### INFORMATION PROVIDED
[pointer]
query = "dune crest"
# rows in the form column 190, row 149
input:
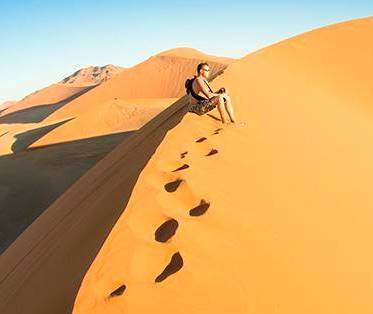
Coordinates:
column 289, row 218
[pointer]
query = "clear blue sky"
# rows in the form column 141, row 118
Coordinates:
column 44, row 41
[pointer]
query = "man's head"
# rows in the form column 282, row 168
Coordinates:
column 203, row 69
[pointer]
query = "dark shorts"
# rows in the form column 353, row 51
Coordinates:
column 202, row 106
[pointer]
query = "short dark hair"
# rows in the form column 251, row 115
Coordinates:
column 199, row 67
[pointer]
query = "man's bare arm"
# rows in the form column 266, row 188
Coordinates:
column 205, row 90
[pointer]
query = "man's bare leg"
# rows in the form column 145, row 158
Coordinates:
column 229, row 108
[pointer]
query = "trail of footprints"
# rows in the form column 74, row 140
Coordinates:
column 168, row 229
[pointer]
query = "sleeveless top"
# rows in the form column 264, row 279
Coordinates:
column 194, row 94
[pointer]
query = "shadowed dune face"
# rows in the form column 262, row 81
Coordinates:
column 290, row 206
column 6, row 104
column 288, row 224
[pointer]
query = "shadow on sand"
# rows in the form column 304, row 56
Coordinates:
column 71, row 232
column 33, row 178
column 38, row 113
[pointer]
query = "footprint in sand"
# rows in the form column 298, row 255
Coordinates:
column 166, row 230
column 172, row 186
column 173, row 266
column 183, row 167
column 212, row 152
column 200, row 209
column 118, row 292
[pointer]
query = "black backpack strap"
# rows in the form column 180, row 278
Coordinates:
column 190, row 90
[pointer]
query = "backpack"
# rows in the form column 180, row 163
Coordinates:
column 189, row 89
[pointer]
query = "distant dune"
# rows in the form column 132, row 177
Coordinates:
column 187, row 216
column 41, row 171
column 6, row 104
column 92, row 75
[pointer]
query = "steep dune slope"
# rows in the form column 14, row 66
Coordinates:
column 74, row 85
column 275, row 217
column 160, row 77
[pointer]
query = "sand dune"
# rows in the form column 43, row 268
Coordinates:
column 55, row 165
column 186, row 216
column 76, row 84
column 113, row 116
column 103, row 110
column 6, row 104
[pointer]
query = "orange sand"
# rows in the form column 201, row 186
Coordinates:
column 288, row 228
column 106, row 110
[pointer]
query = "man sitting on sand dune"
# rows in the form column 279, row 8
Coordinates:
...
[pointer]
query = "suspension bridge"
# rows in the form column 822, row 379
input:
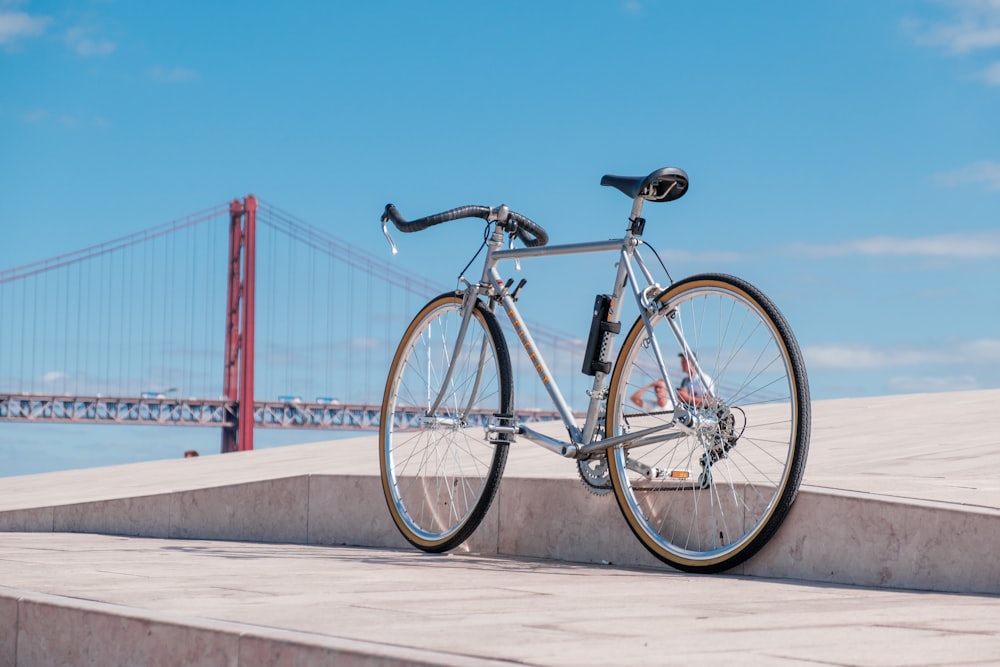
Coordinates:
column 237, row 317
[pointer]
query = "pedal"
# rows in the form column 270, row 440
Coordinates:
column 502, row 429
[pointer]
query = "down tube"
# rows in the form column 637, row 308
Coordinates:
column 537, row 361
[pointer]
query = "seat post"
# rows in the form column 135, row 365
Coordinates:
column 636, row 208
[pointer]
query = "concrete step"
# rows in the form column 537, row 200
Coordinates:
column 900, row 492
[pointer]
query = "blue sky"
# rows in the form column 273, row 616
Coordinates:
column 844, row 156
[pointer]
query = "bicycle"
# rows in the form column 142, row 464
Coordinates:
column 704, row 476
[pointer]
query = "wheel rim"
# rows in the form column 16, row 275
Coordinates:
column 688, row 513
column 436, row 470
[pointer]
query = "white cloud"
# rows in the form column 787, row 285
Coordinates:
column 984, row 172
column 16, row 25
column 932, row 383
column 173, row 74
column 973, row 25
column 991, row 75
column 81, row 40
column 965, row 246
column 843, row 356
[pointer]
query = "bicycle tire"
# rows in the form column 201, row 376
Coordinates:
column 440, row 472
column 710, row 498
...
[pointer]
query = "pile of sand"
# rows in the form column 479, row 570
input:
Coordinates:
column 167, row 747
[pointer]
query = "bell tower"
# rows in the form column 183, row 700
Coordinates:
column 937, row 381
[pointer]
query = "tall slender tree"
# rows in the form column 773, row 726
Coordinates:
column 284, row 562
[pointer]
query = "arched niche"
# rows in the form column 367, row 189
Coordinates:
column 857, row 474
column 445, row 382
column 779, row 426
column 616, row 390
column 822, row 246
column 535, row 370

### TASK ITEM
In the entries above, copy each line that contains the string "sand".

### EXERCISE ANSWER
query = "shadow on sand"
query = "footprint in sand"
query = "sand dune"
query = "orange sand"
query = "man sitting on sand dune"
query = "pile of sand"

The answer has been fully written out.